Written problem.
Please recast the records below as a Markdown table with the columns "Row" and "Line," running from the start of the records up to and including the line with "left=0, top=333, right=640, bottom=435". Omit the pictures and any blank lines.

Stored entries
——————————

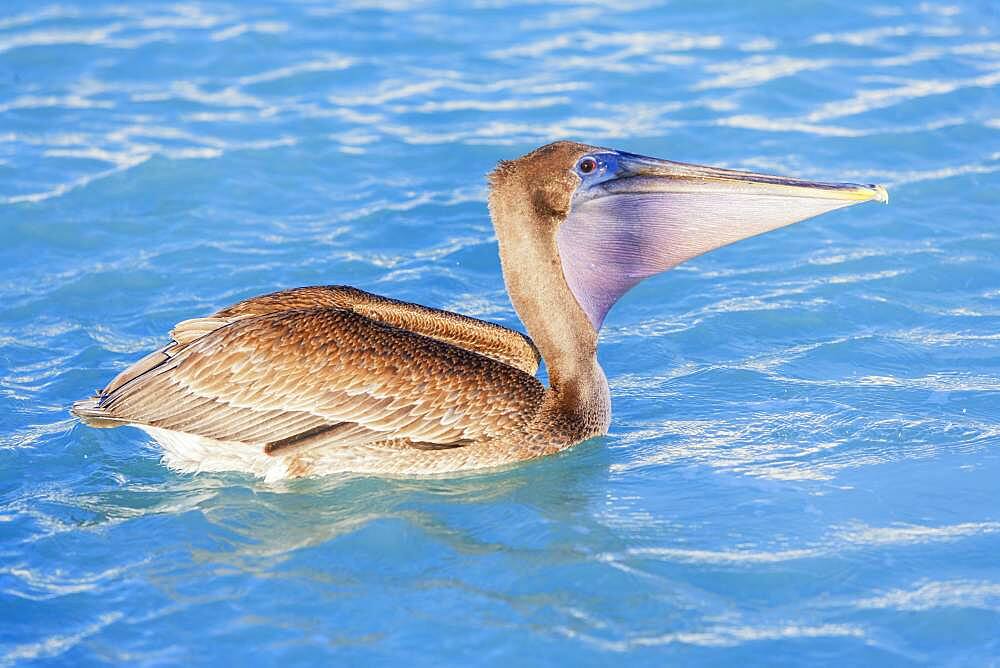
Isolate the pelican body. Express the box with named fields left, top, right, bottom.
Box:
left=73, top=142, right=887, bottom=480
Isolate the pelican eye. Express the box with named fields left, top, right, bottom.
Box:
left=576, top=156, right=597, bottom=174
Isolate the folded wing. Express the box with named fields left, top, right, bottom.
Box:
left=76, top=308, right=544, bottom=454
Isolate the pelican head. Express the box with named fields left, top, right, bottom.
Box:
left=490, top=142, right=888, bottom=332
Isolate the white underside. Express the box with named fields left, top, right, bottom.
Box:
left=141, top=425, right=289, bottom=482
left=139, top=424, right=514, bottom=482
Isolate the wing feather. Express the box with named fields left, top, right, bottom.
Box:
left=92, top=308, right=543, bottom=453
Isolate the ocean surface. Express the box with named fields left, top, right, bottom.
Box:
left=0, top=0, right=1000, bottom=667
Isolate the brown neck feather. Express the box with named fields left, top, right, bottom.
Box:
left=490, top=175, right=609, bottom=420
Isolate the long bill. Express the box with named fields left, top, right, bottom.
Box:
left=557, top=153, right=889, bottom=329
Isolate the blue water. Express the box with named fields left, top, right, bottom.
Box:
left=0, top=0, right=1000, bottom=666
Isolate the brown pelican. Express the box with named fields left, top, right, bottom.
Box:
left=73, top=142, right=888, bottom=479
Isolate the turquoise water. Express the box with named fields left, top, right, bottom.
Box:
left=0, top=0, right=1000, bottom=666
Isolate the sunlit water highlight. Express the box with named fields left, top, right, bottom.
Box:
left=0, top=0, right=1000, bottom=665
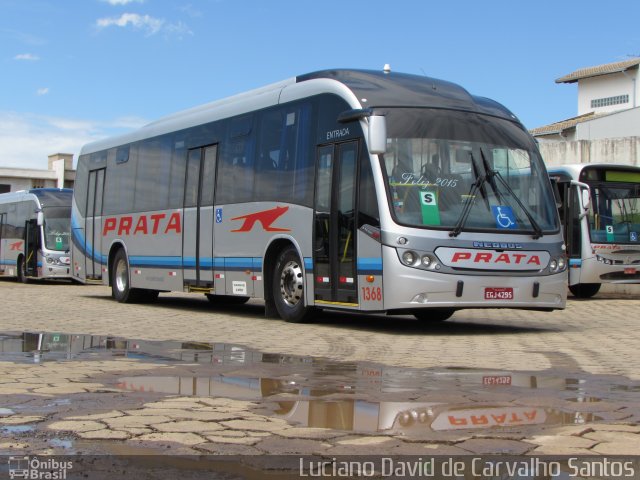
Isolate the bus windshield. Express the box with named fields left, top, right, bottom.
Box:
left=384, top=108, right=558, bottom=236
left=43, top=207, right=71, bottom=252
left=589, top=182, right=640, bottom=244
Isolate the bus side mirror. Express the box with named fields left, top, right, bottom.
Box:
left=369, top=115, right=387, bottom=155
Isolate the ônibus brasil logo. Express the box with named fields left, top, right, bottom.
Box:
left=9, top=456, right=73, bottom=480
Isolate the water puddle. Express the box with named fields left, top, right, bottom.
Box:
left=0, top=333, right=640, bottom=435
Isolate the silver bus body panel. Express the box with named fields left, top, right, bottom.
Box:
left=72, top=67, right=567, bottom=311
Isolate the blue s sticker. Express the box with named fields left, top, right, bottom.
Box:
left=491, top=205, right=518, bottom=229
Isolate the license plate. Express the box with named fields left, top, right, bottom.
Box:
left=482, top=375, right=511, bottom=385
left=484, top=287, right=513, bottom=300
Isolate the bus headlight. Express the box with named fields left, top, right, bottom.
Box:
left=397, top=248, right=440, bottom=270
left=400, top=250, right=418, bottom=267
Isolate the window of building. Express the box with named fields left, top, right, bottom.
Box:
left=591, top=95, right=629, bottom=108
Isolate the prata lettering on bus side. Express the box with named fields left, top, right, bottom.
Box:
left=102, top=212, right=182, bottom=237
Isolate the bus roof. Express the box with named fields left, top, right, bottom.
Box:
left=547, top=163, right=640, bottom=180
left=80, top=69, right=518, bottom=155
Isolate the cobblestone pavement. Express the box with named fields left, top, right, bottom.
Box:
left=0, top=280, right=640, bottom=462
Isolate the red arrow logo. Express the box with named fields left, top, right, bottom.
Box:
left=231, top=207, right=291, bottom=232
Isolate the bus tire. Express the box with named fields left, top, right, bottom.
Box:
left=569, top=283, right=601, bottom=298
left=109, top=248, right=149, bottom=303
left=413, top=308, right=455, bottom=323
left=16, top=256, right=29, bottom=283
left=205, top=293, right=250, bottom=305
left=272, top=245, right=311, bottom=323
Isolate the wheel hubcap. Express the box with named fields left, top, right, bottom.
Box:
left=280, top=262, right=303, bottom=307
left=115, top=260, right=129, bottom=292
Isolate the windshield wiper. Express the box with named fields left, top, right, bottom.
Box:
left=480, top=148, right=544, bottom=240
left=449, top=153, right=488, bottom=237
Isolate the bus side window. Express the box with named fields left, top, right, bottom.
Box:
left=216, top=115, right=254, bottom=204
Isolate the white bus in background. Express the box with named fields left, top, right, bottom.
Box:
left=549, top=164, right=640, bottom=298
left=0, top=188, right=73, bottom=282
left=72, top=70, right=567, bottom=322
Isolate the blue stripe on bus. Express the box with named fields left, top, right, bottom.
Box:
left=357, top=257, right=382, bottom=275
left=304, top=257, right=313, bottom=272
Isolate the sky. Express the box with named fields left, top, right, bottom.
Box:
left=0, top=0, right=640, bottom=168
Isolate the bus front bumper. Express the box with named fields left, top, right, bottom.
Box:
left=384, top=266, right=567, bottom=310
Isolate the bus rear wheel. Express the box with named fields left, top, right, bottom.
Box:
left=413, top=308, right=455, bottom=323
left=569, top=283, right=601, bottom=298
left=272, top=246, right=312, bottom=323
left=109, top=249, right=159, bottom=303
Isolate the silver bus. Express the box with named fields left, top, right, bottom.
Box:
left=0, top=188, right=73, bottom=282
left=72, top=70, right=567, bottom=322
left=549, top=164, right=640, bottom=298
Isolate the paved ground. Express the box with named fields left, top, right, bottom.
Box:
left=0, top=280, right=640, bottom=464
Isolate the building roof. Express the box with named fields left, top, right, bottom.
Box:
left=556, top=58, right=640, bottom=83
left=529, top=112, right=609, bottom=137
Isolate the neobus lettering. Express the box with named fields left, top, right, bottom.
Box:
left=451, top=252, right=542, bottom=265
left=102, top=212, right=182, bottom=237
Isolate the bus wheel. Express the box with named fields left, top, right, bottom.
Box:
left=272, top=246, right=311, bottom=323
left=16, top=257, right=29, bottom=283
left=109, top=249, right=137, bottom=303
left=569, top=283, right=601, bottom=298
left=205, top=293, right=249, bottom=305
left=413, top=308, right=455, bottom=322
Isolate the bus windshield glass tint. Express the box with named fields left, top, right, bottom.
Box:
left=383, top=108, right=558, bottom=233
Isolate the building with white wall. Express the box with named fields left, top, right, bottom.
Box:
left=0, top=153, right=76, bottom=193
left=530, top=58, right=640, bottom=165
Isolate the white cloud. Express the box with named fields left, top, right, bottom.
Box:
left=96, top=13, right=165, bottom=35
left=0, top=111, right=147, bottom=168
left=96, top=13, right=193, bottom=36
left=13, top=53, right=40, bottom=62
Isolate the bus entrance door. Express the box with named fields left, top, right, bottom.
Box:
left=313, top=141, right=358, bottom=307
left=182, top=145, right=218, bottom=292
left=24, top=219, right=40, bottom=277
left=84, top=168, right=106, bottom=280
left=0, top=213, right=7, bottom=274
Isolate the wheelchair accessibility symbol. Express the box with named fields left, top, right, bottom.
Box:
left=491, top=205, right=518, bottom=229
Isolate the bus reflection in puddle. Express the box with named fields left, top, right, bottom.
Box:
left=117, top=376, right=602, bottom=435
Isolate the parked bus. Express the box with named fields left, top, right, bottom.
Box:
left=72, top=70, right=567, bottom=322
left=0, top=188, right=73, bottom=282
left=549, top=164, right=640, bottom=298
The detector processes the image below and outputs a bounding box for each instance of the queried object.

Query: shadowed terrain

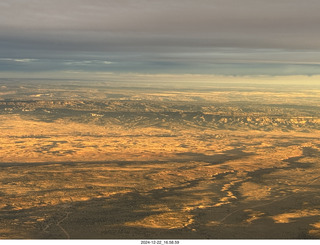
[0,80,320,239]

——————————

Solved problem.
| Row | Line |
|---|---|
| 1 | Isolate the pelican body. Express the box with named fields left, top, right, bottom. |
| 2 | Box: |
| 3 | left=73, top=142, right=887, bottom=480 |
| 4 | Isolate the pelican eye. Express the box with named fields left, top, right, bottom. |
| 5 | Box: |
| 6 | left=576, top=156, right=597, bottom=174 |
| 7 | Isolate the folded wing. Express the box with named fields left, top, right, bottom. |
| 8 | Box: |
| 9 | left=76, top=308, right=544, bottom=454 |
| 10 | Isolate the pelican head. Express the box with named fields left, top, right, bottom. |
| 11 | Box: |
| 12 | left=490, top=142, right=888, bottom=332 |
| 13 | Isolate the white underside. Express the box with named fields left, top, right, bottom. |
| 14 | Box: |
| 15 | left=141, top=425, right=289, bottom=482 |
| 16 | left=139, top=424, right=514, bottom=482 |
| 17 | Isolate the wing feather. Express the box with named fields left, top, right, bottom. |
| 18 | Box: |
| 19 | left=92, top=308, right=543, bottom=453 |
| 20 | Isolate the ocean surface. Express the box with named fields left, top, right, bottom. |
| 21 | Box: |
| 22 | left=0, top=0, right=1000, bottom=667 |
| 23 | Isolate the brown neck feather. Express the box with named fields left, top, right, bottom. |
| 24 | Box: |
| 25 | left=490, top=175, right=609, bottom=420 |
| 26 | Isolate the long bill. Express the box with named fields left, top, right, bottom. |
| 27 | Box: |
| 28 | left=557, top=153, right=889, bottom=329 |
| 29 | Isolate the blue water. Express the box with named fields left, top, right, bottom. |
| 30 | Box: |
| 31 | left=0, top=0, right=1000, bottom=666 |
| 32 | Isolate the brown pelican. Express the box with named fields left, top, right, bottom. |
| 33 | Box: |
| 34 | left=73, top=142, right=888, bottom=479 |
| 35 | Isolate the turquoise water. Express the box with named fields left, top, right, bottom. |
| 36 | Box: |
| 37 | left=0, top=0, right=1000, bottom=666 |
| 38 | Isolate the sunlit water highlight. Express the box with named fields left, top, right, bottom. |
| 39 | Box: |
| 40 | left=0, top=0, right=1000, bottom=665 |
| 41 | Isolate the bus windshield. Express the box with named fields left, top, right, bottom. |
| 42 | Box: |
| 43 | left=384, top=108, right=558, bottom=236 |
| 44 | left=43, top=207, right=71, bottom=252 |
| 45 | left=589, top=182, right=640, bottom=244 |
| 46 | Isolate the bus side mirror. Express the box with named fields left, top, right, bottom. |
| 47 | Box: |
| 48 | left=369, top=115, right=387, bottom=155 |
| 49 | Isolate the ônibus brasil logo. Express the box with named fields left, top, right, bottom. |
| 50 | Box: |
| 51 | left=9, top=456, right=73, bottom=480 |
| 52 | Isolate the water puddle. Express the box with named fields left, top, right, bottom. |
| 53 | Box: |
| 54 | left=0, top=333, right=640, bottom=435 |